**YOUR INSTRUCTIONS:** From top to bottom, return the records that follow exactly.

----- RECORDS FOR THE EXERCISE -----

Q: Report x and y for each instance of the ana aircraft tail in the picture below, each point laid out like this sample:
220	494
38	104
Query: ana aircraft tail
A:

-----

**TASK ANSWER:**
Q: Report x and y for each instance of the ana aircraft tail in the picture below, each point laid out like this sample:
220	494
38	104
Query: ana aircraft tail
A:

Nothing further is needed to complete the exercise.